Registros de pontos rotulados
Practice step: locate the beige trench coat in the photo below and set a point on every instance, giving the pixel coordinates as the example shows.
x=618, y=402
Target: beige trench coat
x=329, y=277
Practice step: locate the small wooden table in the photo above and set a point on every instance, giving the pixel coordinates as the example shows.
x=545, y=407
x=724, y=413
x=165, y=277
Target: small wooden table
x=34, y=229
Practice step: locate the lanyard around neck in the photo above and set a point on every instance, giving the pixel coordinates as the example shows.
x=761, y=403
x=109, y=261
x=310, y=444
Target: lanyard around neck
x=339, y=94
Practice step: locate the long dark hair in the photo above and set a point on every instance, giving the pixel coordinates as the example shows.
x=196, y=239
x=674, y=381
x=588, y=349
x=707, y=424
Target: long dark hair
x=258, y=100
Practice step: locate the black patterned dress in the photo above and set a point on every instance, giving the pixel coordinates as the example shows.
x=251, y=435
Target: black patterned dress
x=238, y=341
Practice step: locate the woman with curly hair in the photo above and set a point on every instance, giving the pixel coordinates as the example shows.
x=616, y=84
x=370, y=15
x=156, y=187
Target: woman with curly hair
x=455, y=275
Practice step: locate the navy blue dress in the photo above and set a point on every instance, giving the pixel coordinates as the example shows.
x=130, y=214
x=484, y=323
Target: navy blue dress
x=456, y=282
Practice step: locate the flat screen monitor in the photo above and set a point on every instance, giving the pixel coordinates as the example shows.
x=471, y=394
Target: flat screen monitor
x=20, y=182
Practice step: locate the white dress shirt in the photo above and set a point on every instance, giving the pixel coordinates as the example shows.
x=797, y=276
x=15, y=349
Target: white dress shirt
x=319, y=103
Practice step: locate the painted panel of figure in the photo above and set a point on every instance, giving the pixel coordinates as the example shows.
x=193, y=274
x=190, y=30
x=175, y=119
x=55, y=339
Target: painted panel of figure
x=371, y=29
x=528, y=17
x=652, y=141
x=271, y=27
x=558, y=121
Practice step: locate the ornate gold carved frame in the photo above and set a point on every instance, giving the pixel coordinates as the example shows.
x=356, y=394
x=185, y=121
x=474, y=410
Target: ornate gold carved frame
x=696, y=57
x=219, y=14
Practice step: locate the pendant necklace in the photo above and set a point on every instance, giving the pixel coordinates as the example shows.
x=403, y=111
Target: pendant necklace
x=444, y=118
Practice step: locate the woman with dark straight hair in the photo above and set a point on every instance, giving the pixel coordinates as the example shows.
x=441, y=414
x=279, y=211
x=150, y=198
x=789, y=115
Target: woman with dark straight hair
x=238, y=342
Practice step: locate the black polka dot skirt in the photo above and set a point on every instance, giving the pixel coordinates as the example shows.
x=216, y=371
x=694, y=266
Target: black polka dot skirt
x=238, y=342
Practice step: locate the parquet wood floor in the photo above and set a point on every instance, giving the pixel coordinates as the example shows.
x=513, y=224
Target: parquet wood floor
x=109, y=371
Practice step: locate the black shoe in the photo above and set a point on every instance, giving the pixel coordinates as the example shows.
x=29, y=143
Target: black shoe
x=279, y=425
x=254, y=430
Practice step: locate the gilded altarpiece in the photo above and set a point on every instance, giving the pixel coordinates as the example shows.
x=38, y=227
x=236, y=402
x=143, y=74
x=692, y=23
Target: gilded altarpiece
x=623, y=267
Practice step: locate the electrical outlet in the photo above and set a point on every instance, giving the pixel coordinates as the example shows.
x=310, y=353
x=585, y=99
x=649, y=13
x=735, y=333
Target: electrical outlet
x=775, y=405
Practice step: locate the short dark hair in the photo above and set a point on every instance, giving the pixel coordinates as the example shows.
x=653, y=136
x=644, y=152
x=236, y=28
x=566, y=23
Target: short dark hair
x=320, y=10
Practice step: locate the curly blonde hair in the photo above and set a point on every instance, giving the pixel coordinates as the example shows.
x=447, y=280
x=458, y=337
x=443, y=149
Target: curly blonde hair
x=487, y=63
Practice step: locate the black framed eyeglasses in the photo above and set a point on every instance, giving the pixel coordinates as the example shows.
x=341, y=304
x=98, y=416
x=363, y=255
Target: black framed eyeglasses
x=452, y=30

FAÇA ISTO.
Edite os registros que vão da linha que contém "Practice step: locate the black polka" até a linha que contém "x=775, y=405", com as duas incluídas, trocando "gilded altarpiece" por "golden altarpiece" sem mudar mais nada. Apresente apenas esse trecho.

RESPOSTA AO PROBLEMA.
Practice step: locate the black polka dot skirt in the photo above and set a point on every instance, giving the pixel coordinates as the example shows.
x=216, y=371
x=694, y=266
Target: black polka dot skirt
x=238, y=342
Practice step: locate the parquet wood floor in the photo above and set a point on every instance, giving the pixel coordinates as the example shows.
x=513, y=224
Target: parquet wood floor
x=109, y=371
Practice step: locate the black shoe in the photo above and set a point on every instance, giving the pixel coordinates as the example shows.
x=29, y=143
Target: black shoe
x=279, y=425
x=254, y=430
Practice step: locate the golden altarpiece in the photo above and set a point on every instance, giving the pixel coordinates as the example shows.
x=38, y=227
x=236, y=402
x=143, y=74
x=692, y=23
Target: golden altarpiece
x=623, y=267
Practice step: locate the electrical outlet in the photo above and set a point on every instance, giving the pixel coordinates as the example shows.
x=310, y=353
x=585, y=99
x=649, y=13
x=735, y=333
Target: electrical outlet
x=775, y=405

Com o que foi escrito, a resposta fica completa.